> _STATED EXERCISE_: Pick out and copy every line in the listing below that contains the word "wall".

** start INFORMATION PROVIDED **

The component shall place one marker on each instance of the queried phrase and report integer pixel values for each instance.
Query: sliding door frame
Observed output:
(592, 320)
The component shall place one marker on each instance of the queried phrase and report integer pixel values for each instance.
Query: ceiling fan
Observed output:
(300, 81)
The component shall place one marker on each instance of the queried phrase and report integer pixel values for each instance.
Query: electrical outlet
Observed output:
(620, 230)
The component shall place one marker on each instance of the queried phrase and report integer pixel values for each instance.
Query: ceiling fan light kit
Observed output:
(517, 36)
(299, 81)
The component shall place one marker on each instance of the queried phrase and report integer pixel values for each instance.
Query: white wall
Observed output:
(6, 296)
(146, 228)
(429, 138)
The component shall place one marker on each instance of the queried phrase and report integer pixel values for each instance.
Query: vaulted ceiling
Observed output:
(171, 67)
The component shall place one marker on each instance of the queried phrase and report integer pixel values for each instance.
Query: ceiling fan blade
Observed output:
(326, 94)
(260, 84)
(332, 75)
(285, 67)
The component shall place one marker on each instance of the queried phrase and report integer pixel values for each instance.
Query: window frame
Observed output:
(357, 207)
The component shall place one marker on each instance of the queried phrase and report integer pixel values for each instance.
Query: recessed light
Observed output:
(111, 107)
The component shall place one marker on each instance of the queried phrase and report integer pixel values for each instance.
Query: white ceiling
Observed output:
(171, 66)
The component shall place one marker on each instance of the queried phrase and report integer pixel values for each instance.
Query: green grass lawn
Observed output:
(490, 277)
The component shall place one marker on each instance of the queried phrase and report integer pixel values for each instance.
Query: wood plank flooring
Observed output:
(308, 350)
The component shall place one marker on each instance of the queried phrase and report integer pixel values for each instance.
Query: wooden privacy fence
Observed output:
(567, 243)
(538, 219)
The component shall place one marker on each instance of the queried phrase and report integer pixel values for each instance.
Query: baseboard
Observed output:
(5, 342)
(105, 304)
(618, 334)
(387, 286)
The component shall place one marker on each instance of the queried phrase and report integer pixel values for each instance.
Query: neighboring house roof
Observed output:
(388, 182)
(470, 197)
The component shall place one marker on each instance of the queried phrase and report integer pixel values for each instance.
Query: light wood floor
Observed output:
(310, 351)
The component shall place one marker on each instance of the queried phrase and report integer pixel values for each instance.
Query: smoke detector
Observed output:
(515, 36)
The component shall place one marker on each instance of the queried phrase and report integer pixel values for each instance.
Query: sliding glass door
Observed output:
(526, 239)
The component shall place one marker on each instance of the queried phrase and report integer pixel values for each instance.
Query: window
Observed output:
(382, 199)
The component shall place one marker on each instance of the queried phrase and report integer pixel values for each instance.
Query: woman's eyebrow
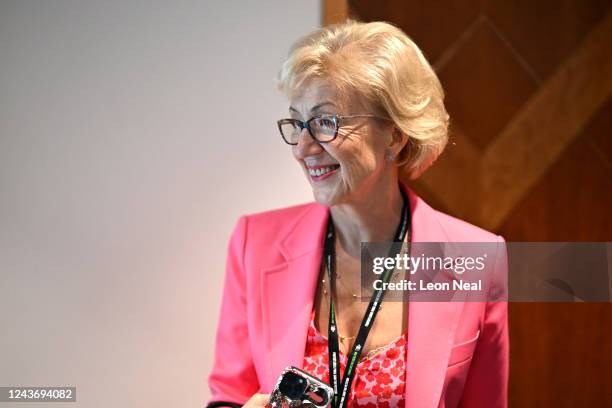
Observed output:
(314, 108)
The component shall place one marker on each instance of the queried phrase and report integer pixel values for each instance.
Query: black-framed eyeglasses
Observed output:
(322, 128)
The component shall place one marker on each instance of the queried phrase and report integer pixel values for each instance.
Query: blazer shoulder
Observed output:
(462, 231)
(279, 221)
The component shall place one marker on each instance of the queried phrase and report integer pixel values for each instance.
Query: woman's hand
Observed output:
(257, 401)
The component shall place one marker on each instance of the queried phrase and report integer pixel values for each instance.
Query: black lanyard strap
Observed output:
(342, 386)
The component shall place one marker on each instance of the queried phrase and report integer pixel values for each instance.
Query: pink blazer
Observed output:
(457, 352)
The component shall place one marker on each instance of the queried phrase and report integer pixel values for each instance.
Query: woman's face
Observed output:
(355, 159)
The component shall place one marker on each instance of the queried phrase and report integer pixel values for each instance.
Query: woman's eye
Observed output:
(327, 123)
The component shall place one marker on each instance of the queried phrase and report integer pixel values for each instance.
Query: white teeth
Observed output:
(320, 171)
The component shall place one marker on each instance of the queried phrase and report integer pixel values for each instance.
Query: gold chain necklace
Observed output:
(393, 277)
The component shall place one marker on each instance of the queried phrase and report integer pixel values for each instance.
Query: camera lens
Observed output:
(292, 386)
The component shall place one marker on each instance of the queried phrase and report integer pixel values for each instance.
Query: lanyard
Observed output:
(342, 386)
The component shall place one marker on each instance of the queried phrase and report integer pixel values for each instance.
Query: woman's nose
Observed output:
(307, 145)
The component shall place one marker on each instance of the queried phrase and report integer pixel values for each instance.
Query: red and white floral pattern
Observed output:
(380, 377)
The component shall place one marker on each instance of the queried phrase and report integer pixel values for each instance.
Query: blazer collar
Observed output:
(287, 299)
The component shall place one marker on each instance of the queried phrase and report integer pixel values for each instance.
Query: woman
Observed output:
(366, 116)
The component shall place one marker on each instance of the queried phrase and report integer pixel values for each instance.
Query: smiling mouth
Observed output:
(321, 171)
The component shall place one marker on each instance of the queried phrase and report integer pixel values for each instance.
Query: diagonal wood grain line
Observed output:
(546, 125)
(334, 11)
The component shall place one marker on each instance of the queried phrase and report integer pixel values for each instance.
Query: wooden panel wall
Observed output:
(529, 92)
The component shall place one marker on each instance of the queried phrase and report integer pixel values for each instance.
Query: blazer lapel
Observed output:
(287, 293)
(431, 325)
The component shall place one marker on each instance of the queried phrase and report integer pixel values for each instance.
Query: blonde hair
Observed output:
(382, 64)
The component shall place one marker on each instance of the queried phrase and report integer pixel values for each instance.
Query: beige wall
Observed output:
(132, 136)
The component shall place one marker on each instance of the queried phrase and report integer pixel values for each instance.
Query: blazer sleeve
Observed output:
(487, 381)
(233, 379)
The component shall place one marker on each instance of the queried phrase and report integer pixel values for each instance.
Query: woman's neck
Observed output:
(372, 219)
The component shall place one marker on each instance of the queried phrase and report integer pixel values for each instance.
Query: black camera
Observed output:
(297, 388)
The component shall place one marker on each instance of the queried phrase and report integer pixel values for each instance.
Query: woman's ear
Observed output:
(398, 140)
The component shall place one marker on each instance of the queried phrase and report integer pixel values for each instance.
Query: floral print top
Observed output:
(380, 376)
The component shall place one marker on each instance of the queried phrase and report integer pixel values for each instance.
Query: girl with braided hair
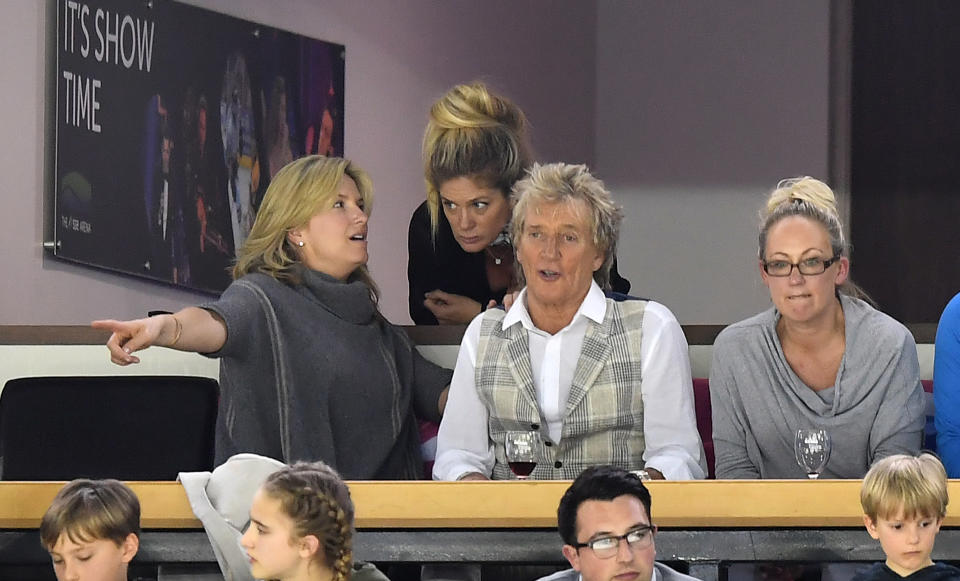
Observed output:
(301, 526)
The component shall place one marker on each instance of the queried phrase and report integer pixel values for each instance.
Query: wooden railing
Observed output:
(533, 504)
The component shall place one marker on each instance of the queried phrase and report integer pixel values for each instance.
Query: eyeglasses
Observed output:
(807, 267)
(607, 547)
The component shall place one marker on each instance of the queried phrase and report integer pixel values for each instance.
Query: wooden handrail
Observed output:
(420, 334)
(533, 504)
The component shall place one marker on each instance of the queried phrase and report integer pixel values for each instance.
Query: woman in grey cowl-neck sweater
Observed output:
(820, 358)
(309, 369)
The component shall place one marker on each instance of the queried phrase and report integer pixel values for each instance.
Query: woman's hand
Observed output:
(130, 336)
(451, 309)
(192, 329)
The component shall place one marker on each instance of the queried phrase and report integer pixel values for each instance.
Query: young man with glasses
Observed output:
(604, 520)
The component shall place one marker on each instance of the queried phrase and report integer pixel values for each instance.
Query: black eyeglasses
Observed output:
(607, 547)
(807, 267)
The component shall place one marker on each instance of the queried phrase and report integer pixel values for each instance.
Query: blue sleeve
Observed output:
(946, 387)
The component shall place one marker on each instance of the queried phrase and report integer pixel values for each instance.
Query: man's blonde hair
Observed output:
(915, 485)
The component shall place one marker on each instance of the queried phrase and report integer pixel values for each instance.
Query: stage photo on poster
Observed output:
(170, 122)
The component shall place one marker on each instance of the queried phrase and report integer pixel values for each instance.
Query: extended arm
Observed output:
(192, 329)
(898, 427)
(673, 445)
(729, 431)
(463, 443)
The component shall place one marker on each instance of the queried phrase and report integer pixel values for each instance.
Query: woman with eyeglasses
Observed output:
(821, 357)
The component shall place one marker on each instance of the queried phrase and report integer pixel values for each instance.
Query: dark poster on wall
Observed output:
(170, 122)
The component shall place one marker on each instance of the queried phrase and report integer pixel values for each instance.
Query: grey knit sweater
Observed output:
(313, 372)
(874, 409)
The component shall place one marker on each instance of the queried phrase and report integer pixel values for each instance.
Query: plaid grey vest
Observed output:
(603, 421)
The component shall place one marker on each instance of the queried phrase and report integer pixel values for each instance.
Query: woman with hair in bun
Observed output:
(301, 526)
(460, 256)
(821, 357)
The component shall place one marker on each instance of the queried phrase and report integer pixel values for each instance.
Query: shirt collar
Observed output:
(593, 307)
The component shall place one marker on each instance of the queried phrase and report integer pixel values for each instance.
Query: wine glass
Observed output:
(521, 452)
(813, 450)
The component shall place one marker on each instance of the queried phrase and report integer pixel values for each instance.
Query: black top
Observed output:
(935, 572)
(447, 267)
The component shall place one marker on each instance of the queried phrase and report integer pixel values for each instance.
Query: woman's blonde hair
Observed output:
(808, 197)
(916, 485)
(476, 134)
(297, 192)
(318, 502)
(566, 183)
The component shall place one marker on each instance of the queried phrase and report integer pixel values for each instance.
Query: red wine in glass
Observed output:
(521, 452)
(522, 469)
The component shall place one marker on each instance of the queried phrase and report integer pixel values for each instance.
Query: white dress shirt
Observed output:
(673, 444)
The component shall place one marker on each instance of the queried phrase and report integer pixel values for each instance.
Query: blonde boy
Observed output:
(92, 530)
(904, 500)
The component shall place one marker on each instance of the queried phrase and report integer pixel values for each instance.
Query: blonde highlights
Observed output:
(297, 192)
(318, 502)
(812, 199)
(473, 133)
(567, 183)
(917, 485)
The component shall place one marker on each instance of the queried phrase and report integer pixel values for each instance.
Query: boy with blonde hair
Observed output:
(904, 500)
(91, 530)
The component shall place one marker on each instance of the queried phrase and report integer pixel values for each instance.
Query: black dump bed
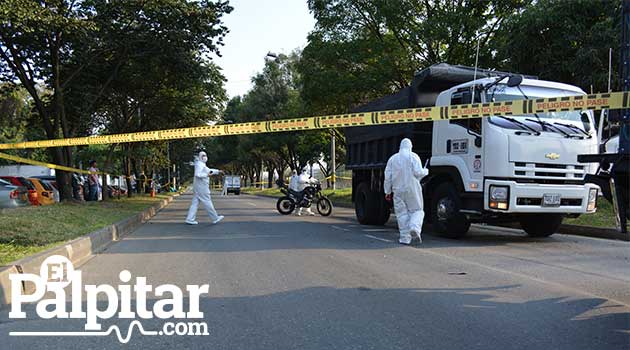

** end INFORMATION PROVIDED **

> _SOLUTION TO THE EXERCISE_:
Query: white wall
Query: wooden panel wall
Query: beige wall
Query: dark poster on wall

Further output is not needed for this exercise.